[BEGIN]

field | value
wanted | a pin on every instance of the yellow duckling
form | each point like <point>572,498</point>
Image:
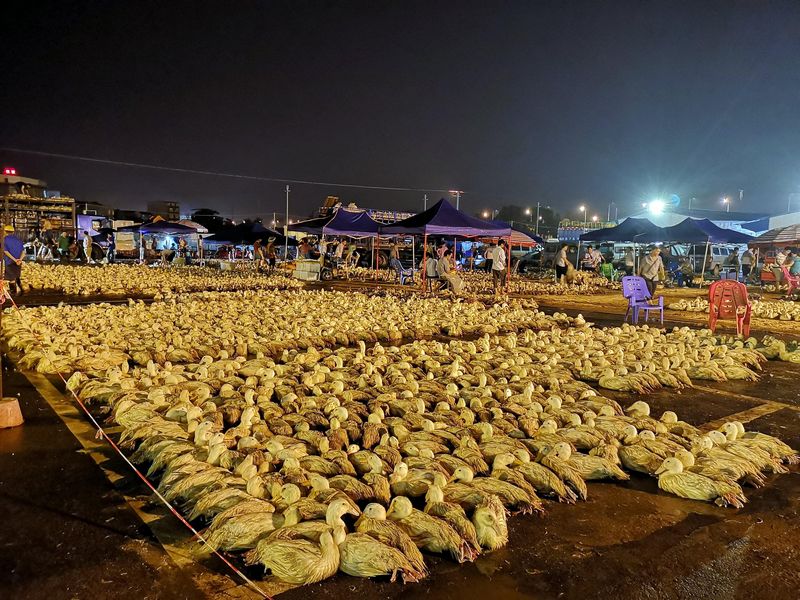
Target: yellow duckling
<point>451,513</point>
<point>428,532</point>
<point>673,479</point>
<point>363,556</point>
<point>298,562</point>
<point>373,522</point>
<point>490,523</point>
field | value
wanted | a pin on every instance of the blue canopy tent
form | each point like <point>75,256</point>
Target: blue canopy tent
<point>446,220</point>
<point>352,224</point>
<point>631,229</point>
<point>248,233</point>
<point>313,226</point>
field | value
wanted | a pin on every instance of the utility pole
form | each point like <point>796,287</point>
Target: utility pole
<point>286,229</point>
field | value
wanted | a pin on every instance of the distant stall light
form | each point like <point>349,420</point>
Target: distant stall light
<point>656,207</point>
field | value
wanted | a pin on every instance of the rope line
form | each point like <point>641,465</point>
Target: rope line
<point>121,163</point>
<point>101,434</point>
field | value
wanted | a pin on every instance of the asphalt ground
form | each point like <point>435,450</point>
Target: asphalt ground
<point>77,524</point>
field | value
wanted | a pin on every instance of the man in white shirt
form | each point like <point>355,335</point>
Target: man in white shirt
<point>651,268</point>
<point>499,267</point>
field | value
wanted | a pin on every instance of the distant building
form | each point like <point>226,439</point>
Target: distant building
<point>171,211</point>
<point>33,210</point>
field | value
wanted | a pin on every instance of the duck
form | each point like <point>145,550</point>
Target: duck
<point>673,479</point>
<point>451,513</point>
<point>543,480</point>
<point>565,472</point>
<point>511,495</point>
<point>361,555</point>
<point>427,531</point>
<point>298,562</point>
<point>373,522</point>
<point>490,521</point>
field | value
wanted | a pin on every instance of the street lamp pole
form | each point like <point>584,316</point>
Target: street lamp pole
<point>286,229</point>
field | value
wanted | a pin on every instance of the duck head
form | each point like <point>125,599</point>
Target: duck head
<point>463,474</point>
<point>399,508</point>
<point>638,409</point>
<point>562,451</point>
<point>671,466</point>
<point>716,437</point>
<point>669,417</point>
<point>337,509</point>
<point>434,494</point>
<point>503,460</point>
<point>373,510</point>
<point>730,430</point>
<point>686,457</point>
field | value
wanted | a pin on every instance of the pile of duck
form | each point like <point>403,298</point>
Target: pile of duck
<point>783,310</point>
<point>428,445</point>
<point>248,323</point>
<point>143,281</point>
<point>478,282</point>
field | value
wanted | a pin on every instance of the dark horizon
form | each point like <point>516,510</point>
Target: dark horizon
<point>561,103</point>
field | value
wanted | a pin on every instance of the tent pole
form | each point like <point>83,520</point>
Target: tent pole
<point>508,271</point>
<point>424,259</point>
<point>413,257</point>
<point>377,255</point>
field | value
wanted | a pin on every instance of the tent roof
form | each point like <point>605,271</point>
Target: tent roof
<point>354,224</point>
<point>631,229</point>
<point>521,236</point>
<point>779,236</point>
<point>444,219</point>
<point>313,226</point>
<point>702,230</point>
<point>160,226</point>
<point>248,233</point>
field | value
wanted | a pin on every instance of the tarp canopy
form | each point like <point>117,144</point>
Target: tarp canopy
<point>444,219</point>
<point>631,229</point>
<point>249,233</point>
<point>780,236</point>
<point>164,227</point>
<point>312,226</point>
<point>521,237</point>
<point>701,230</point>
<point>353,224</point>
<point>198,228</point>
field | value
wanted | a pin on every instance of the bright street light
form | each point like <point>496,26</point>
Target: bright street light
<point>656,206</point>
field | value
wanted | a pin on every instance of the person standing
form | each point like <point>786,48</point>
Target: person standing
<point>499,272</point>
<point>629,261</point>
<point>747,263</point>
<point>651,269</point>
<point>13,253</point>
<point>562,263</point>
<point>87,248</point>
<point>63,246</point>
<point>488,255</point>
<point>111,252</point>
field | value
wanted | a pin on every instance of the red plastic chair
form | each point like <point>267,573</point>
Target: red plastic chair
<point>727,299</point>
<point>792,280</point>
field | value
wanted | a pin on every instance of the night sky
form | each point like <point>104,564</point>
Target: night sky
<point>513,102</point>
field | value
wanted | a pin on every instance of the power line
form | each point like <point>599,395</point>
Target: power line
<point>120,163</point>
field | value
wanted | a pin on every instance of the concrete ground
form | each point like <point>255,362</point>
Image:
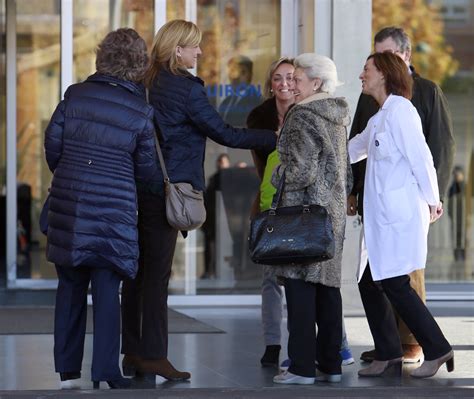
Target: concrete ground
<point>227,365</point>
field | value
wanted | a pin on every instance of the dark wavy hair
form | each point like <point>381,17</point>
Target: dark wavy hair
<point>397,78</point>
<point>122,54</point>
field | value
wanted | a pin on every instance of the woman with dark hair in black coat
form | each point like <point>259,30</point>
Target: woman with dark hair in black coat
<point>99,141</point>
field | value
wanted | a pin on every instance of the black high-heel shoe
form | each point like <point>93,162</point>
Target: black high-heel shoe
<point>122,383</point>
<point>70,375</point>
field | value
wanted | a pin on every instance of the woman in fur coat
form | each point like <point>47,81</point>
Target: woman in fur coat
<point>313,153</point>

[END]
[BEGIN]

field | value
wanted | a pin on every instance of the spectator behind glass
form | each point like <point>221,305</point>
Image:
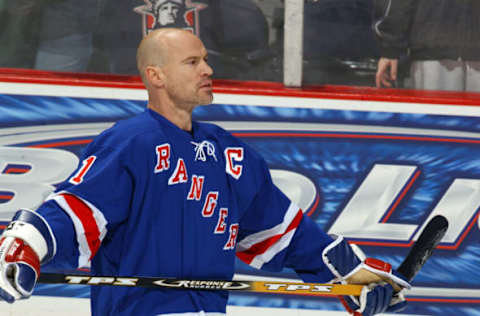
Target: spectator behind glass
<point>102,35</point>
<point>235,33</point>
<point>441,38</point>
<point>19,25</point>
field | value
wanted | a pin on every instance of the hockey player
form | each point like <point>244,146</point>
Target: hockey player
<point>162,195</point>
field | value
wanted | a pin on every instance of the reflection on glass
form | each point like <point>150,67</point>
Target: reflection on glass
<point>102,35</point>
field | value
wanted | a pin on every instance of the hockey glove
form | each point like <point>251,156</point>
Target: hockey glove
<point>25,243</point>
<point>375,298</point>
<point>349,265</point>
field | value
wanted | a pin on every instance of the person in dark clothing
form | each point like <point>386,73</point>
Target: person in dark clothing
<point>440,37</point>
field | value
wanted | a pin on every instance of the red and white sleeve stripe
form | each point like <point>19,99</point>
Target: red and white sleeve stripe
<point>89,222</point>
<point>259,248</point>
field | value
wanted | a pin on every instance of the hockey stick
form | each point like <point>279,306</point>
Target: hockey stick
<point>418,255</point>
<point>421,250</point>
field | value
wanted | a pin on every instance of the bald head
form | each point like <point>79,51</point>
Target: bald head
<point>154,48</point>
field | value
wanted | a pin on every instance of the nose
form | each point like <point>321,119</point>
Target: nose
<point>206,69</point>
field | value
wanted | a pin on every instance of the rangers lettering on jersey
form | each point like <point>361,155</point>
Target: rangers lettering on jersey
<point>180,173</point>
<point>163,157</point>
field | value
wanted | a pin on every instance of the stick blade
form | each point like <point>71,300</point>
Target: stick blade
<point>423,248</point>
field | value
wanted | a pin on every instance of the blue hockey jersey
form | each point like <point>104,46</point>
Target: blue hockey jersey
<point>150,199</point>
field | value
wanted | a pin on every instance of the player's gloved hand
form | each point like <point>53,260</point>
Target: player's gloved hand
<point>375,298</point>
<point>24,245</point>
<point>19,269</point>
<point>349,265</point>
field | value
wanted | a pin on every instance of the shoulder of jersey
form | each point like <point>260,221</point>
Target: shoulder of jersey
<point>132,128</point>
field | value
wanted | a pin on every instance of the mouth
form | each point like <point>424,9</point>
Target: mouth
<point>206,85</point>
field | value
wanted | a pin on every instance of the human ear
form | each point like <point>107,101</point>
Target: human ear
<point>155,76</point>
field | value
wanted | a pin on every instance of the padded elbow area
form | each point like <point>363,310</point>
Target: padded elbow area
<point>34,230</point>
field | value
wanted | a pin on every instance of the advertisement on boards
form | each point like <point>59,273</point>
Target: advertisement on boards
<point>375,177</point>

[END]

## Required work
Pick out every line in the items above that contains the string "hockey", matching case exactly, and copy each one.

## Solution for this exercise
wanted | a pin on every instance of the hockey player
Target: hockey player
wanted | a pin on every instance of the hockey glove
Target: hockey glove
wanted | a pin on every instance of the hockey stick
Target: hockey stick
wanted | a pin on every instance of the blue hockey jersey
Target: blue hockey jersey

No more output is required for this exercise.